1- Dapprima si attua la valutazione di un TT-Test (cioè di un test di tempo di trombina). Se questi è normale si procede a una indagine con la determinazione di un APTT su di una miscela formata da plasma di soggetto normale e plasma di paziente in rapporto 4:1. Se l’aggiunta di plasma normale normalizza l’APTT, ci si deve orientare per una carenza di qualche fattore della coagulazione. Mediante l’utilizzo degli opportuni test “Plasma Free” si giungerà facilmente a diagnosi. Se l’APTT rimane allungato anche dopo miscelazione bisogna sospettare la presenza in circolo di inibitori del tipo aspecifico. Una causa comune di tal condizione è rappresentata dalla presenza di anticorpi antifosfolipidi.
2- Sono stati creati ulteriori test che confermano se vi sia realmente un’attività inibente della coagulazione e che questa sia o meno di tipo Lupus. Tali test sono suddivisi in due categorie in base alla concentrazione bassa o elevata in fosfolipidi dei reagenti utilizzati nei test di base dell’emostasi.

*VOCI FORNITE*
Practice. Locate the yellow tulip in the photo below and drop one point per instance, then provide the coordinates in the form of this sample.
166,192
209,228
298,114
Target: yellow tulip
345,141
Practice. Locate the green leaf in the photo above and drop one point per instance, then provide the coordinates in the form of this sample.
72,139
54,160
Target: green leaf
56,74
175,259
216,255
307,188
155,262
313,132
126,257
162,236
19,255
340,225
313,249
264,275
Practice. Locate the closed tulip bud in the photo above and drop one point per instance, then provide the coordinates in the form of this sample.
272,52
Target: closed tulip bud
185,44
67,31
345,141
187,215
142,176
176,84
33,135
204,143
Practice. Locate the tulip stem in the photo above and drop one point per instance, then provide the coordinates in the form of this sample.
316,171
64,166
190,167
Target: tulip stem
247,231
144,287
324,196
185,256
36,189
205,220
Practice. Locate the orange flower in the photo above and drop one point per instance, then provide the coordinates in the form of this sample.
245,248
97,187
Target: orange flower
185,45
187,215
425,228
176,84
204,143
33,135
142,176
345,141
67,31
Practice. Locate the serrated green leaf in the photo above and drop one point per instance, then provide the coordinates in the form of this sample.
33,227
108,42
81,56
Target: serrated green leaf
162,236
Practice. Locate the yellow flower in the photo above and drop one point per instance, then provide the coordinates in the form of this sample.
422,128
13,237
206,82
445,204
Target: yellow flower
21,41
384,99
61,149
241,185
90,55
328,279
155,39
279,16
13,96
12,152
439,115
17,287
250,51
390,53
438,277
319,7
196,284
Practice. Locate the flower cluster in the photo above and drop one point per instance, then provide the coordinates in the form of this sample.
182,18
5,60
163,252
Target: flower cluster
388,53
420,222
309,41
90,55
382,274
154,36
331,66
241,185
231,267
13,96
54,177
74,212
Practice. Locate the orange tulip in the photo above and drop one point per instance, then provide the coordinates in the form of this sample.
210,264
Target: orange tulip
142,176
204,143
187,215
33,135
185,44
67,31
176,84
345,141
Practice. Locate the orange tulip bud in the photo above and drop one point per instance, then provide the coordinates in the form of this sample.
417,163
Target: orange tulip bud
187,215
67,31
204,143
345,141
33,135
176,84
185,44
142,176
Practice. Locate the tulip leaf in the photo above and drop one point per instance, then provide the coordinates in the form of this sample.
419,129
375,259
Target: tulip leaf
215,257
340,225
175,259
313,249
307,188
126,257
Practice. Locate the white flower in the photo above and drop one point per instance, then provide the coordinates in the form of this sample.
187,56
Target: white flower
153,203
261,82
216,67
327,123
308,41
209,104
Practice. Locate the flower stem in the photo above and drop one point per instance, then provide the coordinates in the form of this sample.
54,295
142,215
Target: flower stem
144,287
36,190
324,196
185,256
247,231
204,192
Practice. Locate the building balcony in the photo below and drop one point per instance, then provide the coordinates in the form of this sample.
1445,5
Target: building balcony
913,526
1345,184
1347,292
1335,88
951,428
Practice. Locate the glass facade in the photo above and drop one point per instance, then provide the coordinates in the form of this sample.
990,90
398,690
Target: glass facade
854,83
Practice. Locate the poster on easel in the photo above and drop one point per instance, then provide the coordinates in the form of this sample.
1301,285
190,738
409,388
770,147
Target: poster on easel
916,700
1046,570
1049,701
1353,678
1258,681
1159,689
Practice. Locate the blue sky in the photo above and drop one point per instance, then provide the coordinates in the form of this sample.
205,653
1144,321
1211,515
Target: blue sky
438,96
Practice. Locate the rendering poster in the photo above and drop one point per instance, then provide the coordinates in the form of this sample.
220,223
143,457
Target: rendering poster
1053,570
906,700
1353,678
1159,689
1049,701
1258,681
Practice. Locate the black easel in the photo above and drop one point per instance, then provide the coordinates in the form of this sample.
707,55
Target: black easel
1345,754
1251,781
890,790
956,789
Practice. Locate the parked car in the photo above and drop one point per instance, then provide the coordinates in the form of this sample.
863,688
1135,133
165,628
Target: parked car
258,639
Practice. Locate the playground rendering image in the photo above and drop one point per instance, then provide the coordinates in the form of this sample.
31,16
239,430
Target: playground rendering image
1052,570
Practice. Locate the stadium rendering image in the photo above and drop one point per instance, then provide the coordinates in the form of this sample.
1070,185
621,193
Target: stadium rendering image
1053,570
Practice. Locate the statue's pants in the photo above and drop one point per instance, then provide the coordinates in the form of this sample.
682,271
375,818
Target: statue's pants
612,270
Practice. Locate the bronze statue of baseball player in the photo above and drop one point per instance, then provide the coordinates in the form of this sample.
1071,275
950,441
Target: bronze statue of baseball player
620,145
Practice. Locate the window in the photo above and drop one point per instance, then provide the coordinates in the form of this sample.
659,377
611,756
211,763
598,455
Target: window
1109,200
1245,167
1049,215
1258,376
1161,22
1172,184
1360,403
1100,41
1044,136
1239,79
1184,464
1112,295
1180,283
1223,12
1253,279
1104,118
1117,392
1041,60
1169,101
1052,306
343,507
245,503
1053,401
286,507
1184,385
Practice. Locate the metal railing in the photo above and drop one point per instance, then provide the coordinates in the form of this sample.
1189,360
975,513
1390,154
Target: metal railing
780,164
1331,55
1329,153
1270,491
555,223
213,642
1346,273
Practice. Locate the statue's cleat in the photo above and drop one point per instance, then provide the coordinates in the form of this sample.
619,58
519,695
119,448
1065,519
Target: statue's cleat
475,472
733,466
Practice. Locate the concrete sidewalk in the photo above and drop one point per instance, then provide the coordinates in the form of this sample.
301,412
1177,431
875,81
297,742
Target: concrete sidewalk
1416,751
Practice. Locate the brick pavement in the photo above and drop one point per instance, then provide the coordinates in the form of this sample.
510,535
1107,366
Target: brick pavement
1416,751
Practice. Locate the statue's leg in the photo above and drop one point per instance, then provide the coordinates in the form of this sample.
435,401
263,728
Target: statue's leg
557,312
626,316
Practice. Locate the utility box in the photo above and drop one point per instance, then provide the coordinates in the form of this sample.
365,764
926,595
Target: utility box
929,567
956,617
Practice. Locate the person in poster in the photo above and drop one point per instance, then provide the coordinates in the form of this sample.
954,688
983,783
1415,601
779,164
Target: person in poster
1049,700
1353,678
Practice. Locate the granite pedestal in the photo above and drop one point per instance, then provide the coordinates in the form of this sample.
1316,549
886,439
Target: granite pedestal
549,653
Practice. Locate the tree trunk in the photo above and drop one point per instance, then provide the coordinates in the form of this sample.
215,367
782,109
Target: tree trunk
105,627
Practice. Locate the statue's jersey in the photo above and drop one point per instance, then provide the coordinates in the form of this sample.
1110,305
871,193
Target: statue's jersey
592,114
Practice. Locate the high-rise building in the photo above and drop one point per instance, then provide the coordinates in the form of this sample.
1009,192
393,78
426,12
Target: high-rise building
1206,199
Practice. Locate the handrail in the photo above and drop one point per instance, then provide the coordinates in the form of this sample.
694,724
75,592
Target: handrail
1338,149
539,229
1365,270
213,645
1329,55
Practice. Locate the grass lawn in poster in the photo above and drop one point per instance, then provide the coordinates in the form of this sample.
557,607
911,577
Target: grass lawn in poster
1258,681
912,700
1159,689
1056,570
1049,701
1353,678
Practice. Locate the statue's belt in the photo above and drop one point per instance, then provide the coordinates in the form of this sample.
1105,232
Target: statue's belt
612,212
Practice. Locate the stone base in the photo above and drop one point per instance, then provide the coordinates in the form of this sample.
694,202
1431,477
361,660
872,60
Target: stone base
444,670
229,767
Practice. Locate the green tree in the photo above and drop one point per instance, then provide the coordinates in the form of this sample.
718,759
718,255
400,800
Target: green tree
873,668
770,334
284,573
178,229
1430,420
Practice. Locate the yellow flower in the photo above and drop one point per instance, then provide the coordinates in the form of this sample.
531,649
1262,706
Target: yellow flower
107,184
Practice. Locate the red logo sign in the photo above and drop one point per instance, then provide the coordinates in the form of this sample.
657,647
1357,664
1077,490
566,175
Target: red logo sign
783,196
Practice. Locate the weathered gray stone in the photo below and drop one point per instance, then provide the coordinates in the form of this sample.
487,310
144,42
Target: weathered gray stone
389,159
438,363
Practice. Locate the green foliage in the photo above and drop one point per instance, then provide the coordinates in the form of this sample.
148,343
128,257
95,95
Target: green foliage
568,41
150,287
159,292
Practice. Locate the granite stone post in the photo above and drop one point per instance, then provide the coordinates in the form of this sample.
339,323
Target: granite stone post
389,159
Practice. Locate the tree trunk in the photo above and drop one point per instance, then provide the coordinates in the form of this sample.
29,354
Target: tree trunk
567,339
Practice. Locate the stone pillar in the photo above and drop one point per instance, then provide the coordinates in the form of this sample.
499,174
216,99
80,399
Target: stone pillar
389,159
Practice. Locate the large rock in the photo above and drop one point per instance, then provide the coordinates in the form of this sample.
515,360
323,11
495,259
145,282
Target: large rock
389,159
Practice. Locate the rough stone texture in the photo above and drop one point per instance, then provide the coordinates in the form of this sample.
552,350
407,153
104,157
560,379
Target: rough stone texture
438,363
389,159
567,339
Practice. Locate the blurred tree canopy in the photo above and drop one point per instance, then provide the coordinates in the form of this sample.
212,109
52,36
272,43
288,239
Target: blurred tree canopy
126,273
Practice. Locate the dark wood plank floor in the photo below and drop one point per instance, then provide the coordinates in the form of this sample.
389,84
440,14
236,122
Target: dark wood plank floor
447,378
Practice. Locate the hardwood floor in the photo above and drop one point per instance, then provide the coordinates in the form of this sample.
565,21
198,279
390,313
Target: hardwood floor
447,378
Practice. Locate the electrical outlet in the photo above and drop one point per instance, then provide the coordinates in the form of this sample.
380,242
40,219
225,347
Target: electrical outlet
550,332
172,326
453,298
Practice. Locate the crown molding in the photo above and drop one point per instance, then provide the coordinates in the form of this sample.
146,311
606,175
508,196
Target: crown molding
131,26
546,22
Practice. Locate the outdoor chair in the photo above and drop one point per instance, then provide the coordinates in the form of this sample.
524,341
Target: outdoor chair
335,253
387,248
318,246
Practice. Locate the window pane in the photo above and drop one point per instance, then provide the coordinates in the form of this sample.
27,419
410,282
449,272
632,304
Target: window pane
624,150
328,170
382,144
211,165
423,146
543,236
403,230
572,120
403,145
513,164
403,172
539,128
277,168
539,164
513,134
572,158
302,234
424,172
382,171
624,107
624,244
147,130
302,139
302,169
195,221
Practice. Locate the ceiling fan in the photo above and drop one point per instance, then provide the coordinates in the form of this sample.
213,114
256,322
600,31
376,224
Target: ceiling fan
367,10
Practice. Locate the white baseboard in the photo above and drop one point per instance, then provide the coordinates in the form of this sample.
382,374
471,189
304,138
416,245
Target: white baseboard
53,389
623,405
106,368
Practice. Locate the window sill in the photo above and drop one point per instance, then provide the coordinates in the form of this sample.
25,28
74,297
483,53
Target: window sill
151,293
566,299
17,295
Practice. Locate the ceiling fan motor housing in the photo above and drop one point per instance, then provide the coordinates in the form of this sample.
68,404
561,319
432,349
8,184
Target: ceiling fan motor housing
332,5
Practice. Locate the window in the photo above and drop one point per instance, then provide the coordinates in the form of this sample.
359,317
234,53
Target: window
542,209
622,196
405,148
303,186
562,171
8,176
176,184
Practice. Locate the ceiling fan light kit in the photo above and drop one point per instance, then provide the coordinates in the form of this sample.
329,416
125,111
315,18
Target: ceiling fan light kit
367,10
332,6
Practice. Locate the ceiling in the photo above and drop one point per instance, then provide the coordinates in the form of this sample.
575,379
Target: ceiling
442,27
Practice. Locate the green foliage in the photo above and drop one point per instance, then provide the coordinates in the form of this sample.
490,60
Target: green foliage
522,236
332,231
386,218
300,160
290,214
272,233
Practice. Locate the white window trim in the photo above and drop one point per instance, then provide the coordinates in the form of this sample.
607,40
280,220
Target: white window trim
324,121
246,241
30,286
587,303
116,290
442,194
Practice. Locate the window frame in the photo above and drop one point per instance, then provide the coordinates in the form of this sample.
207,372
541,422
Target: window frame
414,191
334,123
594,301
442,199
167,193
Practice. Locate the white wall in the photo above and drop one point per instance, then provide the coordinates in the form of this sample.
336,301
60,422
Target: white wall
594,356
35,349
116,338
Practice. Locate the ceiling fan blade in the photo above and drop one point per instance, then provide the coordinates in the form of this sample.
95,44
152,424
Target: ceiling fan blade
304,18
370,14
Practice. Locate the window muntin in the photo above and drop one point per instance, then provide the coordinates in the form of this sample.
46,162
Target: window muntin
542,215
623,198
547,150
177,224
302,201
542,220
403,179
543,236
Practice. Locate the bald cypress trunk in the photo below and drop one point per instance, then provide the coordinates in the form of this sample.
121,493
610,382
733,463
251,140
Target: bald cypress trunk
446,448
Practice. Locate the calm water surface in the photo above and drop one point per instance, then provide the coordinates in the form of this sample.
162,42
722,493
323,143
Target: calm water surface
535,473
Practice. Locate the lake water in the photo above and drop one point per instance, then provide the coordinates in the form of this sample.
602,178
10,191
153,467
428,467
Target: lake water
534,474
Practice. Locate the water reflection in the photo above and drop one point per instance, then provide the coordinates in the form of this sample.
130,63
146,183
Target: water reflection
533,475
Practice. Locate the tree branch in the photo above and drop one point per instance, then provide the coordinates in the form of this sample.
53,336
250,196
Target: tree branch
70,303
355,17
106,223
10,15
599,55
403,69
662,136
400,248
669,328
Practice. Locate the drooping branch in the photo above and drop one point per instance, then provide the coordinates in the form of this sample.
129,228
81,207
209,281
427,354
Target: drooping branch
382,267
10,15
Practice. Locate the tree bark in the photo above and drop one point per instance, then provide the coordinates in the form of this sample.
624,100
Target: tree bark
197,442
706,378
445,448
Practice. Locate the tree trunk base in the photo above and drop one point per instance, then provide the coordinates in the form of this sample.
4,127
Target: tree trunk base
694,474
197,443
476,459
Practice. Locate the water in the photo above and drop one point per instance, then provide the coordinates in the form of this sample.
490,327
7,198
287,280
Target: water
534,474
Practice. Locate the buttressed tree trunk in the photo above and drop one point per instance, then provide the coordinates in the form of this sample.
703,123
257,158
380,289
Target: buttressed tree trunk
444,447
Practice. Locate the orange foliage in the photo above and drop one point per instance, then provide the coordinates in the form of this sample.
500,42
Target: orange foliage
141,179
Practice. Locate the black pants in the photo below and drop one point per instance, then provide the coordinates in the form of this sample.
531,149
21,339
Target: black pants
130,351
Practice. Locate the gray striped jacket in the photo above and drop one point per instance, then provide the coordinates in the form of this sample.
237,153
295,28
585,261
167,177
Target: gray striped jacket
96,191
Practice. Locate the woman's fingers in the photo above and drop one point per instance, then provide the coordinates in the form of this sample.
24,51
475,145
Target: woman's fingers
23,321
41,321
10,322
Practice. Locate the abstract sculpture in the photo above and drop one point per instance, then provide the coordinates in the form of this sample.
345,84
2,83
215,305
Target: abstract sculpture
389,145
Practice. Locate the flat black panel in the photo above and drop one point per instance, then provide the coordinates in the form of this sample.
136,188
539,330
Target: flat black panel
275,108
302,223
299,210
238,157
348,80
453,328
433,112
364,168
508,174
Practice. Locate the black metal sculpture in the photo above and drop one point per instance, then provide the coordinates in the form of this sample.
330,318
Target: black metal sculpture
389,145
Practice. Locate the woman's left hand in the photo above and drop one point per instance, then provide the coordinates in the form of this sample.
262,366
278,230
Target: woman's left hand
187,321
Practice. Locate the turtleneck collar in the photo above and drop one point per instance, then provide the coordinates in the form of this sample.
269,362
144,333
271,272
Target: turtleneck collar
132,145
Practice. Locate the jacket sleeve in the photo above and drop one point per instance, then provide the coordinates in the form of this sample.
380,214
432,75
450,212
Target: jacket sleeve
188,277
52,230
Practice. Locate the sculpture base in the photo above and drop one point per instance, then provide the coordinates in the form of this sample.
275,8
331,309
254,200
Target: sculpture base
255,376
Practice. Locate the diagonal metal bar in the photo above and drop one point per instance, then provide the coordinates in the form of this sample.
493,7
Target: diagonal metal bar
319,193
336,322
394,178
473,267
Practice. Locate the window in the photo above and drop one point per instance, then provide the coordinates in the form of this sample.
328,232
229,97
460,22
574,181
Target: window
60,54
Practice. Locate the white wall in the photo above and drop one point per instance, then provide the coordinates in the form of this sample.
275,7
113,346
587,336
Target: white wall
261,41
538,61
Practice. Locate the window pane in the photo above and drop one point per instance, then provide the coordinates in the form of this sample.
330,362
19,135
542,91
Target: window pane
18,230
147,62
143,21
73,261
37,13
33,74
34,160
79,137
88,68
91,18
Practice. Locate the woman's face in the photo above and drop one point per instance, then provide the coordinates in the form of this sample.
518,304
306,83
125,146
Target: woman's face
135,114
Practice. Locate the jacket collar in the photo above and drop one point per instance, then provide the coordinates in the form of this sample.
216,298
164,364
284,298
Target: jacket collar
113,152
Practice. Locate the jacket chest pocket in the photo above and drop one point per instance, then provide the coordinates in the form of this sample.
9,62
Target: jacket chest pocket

*ELENCO DELLE ATTIVITÀ*
1. Indica se ciascuna delle affermazioni seguenti concorda con il testo sui test della coagulazione. Per ognuna rispondi sì o no e riporta tra virgolette le parole del testo che lo stabiliscono.
(a) Per l’APTT si usa una miscela di plasma di soggetto normale e plasma del paziente in rapporto 4:1.
(b) Se l’APTT resta allungato dopo la miscelazione, si deve pensare a una carenza di qualche fattore della coagulazione.
(c) I test ulteriori sono divisi in due categorie secondo la concentrazione di fosfolipidi nei reagenti.
2. Ricopia dal testo sui test della coagulazione il passo compreso tra "1- Dapprima si" e "di anticorpi antifosfolipidi.", estremi inclusi.

*SOLUZIONI DELLE ATTIVITÀ*
1.
(a) Sì: "una miscela formata da plasma di soggetto normale e plasma di paziente in rapporto 4:1"
(b) No: "Se l’APTT rimane allungato anche dopo miscelazione bisogna sospettare la presenza in circolo di inibitori del tipo aspecifico."
(c) Sì: "Tali test sono suddivisi in due categorie in base alla concentrazione bassa o elevata in fosfolipidi dei reagenti"

2.
1- Dapprima si attua la valutazione di un TT-Test (cioè di un test di tempo di trombina). Se questi è normale si procede a una indagine con la determinazione di un APTT su di una miscela formata da plasma di soggetto normale e plasma di paziente in rapporto 4:1. Se l’aggiunta di plasma normale normalizza l’APTT, ci si deve orientare per una carenza di qualche fattore della coagulazione. Mediante l’utilizzo degli opportuni test “Plasma Free” si giungerà facilmente a diagnosi. Se l’APTT rimane allungato anche dopo miscelazione bisogna sospettare la presenza in circolo di inibitori del tipo aspecifico. Una causa comune di tal condizione è rappresentata dalla presenza di anticorpi antifosfolipidi.